— WHAT IS EXPECTED —
Rename "grassy patch" as "meadow" in the lines starting with the one that contains "Task: point out each instance of the paved" and going on through the end of the entries. Write those lines out again with nothing else changed.

Coordinate annotation entries:
— Start —

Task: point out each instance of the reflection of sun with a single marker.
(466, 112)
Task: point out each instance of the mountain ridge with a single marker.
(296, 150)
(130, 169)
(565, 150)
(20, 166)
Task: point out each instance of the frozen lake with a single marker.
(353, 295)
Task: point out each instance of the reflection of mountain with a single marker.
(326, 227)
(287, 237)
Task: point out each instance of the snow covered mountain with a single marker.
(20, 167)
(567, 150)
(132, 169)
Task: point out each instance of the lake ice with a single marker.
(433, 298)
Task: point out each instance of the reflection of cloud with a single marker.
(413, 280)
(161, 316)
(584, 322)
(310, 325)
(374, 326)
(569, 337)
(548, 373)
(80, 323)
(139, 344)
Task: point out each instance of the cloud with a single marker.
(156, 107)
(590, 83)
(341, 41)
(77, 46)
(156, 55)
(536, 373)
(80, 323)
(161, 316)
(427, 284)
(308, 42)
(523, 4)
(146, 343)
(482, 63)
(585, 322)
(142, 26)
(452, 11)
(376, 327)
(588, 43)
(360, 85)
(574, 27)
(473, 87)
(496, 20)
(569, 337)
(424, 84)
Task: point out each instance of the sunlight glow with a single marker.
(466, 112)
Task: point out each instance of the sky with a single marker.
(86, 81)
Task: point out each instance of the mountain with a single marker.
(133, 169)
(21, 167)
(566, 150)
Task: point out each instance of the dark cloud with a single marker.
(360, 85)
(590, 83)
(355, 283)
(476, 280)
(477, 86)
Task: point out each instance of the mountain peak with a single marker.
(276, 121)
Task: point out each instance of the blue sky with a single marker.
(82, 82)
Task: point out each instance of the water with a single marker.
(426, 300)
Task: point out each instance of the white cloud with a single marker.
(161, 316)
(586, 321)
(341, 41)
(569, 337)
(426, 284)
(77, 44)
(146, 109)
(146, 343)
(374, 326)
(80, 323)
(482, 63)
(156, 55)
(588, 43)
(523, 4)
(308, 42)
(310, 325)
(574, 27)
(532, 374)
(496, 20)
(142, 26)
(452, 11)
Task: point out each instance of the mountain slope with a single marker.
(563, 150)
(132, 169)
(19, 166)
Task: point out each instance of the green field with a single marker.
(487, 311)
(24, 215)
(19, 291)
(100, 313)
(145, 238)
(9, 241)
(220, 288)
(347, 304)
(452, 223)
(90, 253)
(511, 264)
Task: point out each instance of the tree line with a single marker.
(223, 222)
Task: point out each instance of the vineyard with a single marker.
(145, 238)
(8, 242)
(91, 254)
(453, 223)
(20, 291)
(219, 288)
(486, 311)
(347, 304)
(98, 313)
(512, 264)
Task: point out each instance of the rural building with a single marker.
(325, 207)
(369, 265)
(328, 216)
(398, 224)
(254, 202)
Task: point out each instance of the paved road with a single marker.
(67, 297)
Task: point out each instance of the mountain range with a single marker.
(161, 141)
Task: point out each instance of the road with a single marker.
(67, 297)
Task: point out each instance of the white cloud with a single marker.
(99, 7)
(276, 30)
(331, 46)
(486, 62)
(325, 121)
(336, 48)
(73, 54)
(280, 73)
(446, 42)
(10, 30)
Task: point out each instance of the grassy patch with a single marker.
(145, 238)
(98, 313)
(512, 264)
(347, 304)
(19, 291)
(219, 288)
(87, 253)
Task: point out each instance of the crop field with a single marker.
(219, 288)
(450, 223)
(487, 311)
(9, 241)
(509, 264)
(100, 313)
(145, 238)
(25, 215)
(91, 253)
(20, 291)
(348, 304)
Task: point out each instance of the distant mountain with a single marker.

— End —

— RESPONSE TO THE TASK —
Task: point out each instance of the paved road with a single marker.
(67, 297)
Task: point out each instance of the mountain range with a single marker.
(161, 141)
Task: point out each instance of the road with a single marker.
(67, 297)
Task: point out each instance of the white cloud with a single marker.
(99, 7)
(276, 30)
(331, 46)
(486, 62)
(325, 121)
(336, 48)
(73, 54)
(280, 73)
(446, 42)
(10, 30)
Task: point out each instance of the meadow with a single marker.
(145, 238)
(98, 313)
(512, 264)
(347, 304)
(19, 291)
(219, 288)
(87, 253)
Task: point out each instance of the crop field with a single marker.
(219, 288)
(450, 223)
(487, 311)
(9, 241)
(509, 264)
(100, 313)
(145, 238)
(25, 215)
(91, 253)
(20, 291)
(348, 304)
Task: point out each instance of the distant mountain with a single marker.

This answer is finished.